-- BEGIN Excerpted text --
The main grievance of the revenue is against the action of the Ld. CIT (A) in annulling the order passed by the ITO, Ward-22(4) New Delhi on 11.12.2007 of an order passed u/s. 144 against the assessee.
Brief facts of the case are that the assessee for the AY 2005-06 had filed the return of income at Calcutta on 29.10.2005 disclosing total income of Rs.1,20,000/-. Later the case was taken up for scrutiny by the ACIT, CCXXVIII, Kolkata wherein certain additions were made by the AO on 29.12.2006 which was challenged by the assessee before the Ld. CIT (A), Central-1, Kolkata who was pleased to give partial relief to the assessee by order dated 30.04.2007.
-- END Excerpted text --
-- BEGIN Given data --
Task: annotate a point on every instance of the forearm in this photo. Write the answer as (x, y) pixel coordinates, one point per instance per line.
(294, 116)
-- END Given data --
◆ Prompt A ◆
Condense the paragraph of the tax appeal excerpt that begins "Brief facts of the case" into a short bulleted list, keeping its main facts.
◆ Prompt B ◆
From the tax appeal excerpt, reproduce word for word the passage that begins at "The main grievance" and stops after "order dated 30.04.2007.".

◆ Full output A ◆
- AY 2005-06 return filed at Calcutta on 29.10.2005, declaring total income of Rs.1,20,000/-.
- Case taken up for scrutiny by the ACIT, CCXXVIII, Kolkata.
- AO made certain additions on 29.12.2006.
- Assessee challenged them before the Ld. CIT (A), Central-1, Kolkata.
- By order dated 30.04.2007, the CIT (A) granted the assessee partial relief.

◆ Full output B ◆
The main grievance of the revenue is against the action of the Ld. CIT (A) in annulling the order passed by the ITO, Ward-22(4) New Delhi on 11.12.2007 of an order passed u/s. 144 against the assessee.
Brief facts of the case are that the assessee for the AY 2005-06 had filed the return of income at Calcutta on 29.10.2005 disclosing total income of Rs.1,20,000/-. Later the case was taken up for scrutiny by the ACIT, CCXXVIII, Kolkata wherein certain additions were made by the AO on 29.12.2006 which was challenged by the assessee before the Ld. CIT (A), Central-1, Kolkata who was pleased to give partial relief to the assessee by order dated 30.04.2007.